● **Action item**
Give back the full data, retyped precisely.

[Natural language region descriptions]
══════════════════════════════
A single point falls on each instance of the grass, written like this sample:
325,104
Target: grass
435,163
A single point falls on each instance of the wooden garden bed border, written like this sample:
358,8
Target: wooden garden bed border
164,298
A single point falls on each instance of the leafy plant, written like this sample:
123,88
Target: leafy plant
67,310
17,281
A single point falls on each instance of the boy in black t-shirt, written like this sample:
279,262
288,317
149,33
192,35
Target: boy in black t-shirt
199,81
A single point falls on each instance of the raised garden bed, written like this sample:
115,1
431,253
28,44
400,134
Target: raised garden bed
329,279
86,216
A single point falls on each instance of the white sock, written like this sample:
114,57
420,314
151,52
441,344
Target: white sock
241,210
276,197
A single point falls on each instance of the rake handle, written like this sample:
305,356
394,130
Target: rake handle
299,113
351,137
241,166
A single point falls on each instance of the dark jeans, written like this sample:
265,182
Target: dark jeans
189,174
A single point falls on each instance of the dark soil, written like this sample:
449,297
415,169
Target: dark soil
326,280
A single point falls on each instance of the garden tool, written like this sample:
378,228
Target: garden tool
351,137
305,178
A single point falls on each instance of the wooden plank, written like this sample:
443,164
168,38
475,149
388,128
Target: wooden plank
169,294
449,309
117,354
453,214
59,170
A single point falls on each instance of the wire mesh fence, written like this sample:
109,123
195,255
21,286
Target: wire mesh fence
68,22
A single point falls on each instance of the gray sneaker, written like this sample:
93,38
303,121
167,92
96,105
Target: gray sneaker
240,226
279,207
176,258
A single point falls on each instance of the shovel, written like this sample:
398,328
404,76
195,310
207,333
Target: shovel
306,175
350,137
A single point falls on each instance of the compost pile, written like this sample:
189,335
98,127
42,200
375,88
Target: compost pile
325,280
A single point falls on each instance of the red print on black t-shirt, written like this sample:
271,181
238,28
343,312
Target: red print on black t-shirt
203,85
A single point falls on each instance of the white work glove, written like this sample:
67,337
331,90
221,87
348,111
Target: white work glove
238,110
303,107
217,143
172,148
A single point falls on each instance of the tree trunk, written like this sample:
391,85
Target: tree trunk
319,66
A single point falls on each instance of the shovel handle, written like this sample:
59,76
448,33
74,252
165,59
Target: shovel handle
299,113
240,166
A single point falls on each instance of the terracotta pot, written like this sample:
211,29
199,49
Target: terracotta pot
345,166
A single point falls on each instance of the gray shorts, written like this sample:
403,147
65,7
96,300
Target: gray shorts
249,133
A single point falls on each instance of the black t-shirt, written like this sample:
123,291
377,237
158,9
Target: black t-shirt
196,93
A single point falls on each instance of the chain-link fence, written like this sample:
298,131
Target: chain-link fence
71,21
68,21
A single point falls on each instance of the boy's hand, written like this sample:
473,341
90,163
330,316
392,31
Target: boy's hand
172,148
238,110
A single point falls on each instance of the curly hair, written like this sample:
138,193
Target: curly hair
══════════════════════════════
● **Written reply**
A single point falls on each instance of the grass, written like this sample:
325,104
Target: grass
435,163
A single point falls on each instance of the wooden garden bed border, written like this sample:
358,8
Target: wooden garden bed border
164,298
A single point falls on each instance of the leafy plant, written like this sample:
123,88
Target: leafy plant
67,310
17,281
A single point falls on each instance of the boy in black t-shirt, written like this sample:
279,262
288,317
149,33
192,35
Target: boy in black t-shirt
199,81
A single point falls on each instance of the raised garden bed, written like this sample:
115,1
431,253
28,44
400,134
Target: raised garden bed
329,279
86,216
A single point falls on each instance of the white sock, written like this sample:
114,57
420,314
151,52
441,344
Target: white sock
241,210
276,197
A single point falls on each instance of the rake handle, written like this sample:
305,356
394,130
Target: rake handle
299,113
351,137
241,166
A single point falls on each instance of the dark jeans, written like this sample:
265,182
Target: dark jeans
189,174
A single point falls on each instance of the dark soil, written like this sample:
449,297
415,169
Target: dark soil
326,280
A single point falls on each instance of the garden tool, written like this sample:
378,228
Target: garden tool
351,137
305,178
A single point falls on each instance of the wooden plank, written like this sample:
443,164
168,38
475,149
388,128
Target: wooden plank
169,294
449,309
117,354
453,214
59,170
A single point falls on each instance of the wire mesh fence, written like this sample:
109,123
195,255
21,286
Target: wire mesh fence
68,22
A single point falls on each instance of the gray sneaker, written like this sample:
93,38
303,121
167,92
96,105
Target: gray sneaker
240,226
279,207
176,258
A single point falls on each instance of the shovel, written like this sample:
398,328
404,76
195,310
207,333
Target: shovel
306,175
350,137
A single point falls on each instance of the compost pile, written like this sample:
189,335
98,127
42,200
375,88
Target: compost pile
325,280
A single point falls on each instance of the red print on black t-shirt, written like this sample:
271,181
238,28
343,312
Target: red print on black t-shirt
203,85
A single point falls on each instance of the white work glove, written like this sample:
67,337
331,90
221,87
348,111
Target: white work glove
238,110
303,107
217,143
172,148
A single point falls on each instance of the tree trunk, written like this sample:
391,85
Target: tree trunk
319,66
A single point falls on each instance of the shovel handle, written like this sample:
59,76
448,33
74,252
165,59
Target: shovel handle
299,113
240,166
A single point falls on each instance of the terracotta pot, written like this sample:
211,29
199,49
Target: terracotta pot
345,166
A single point falls on each instance of the gray shorts, written like this sample:
403,147
65,7
96,300
Target: gray shorts
249,133
A single point falls on each instance of the black t-shirt, written like this sample:
123,291
377,237
158,9
Target: black t-shirt
196,93
A single point falls on each instance of the chain-link fence, written like this sample:
298,131
Target: chain-link fence
71,21
68,21
A single point falls on each instance of the boy's hand, written like this sample:
473,341
90,163
330,316
392,31
Target: boy's hand
172,148
238,110
A single point falls on each instance of the curly hair, written like this sample:
138,193
Target: curly hair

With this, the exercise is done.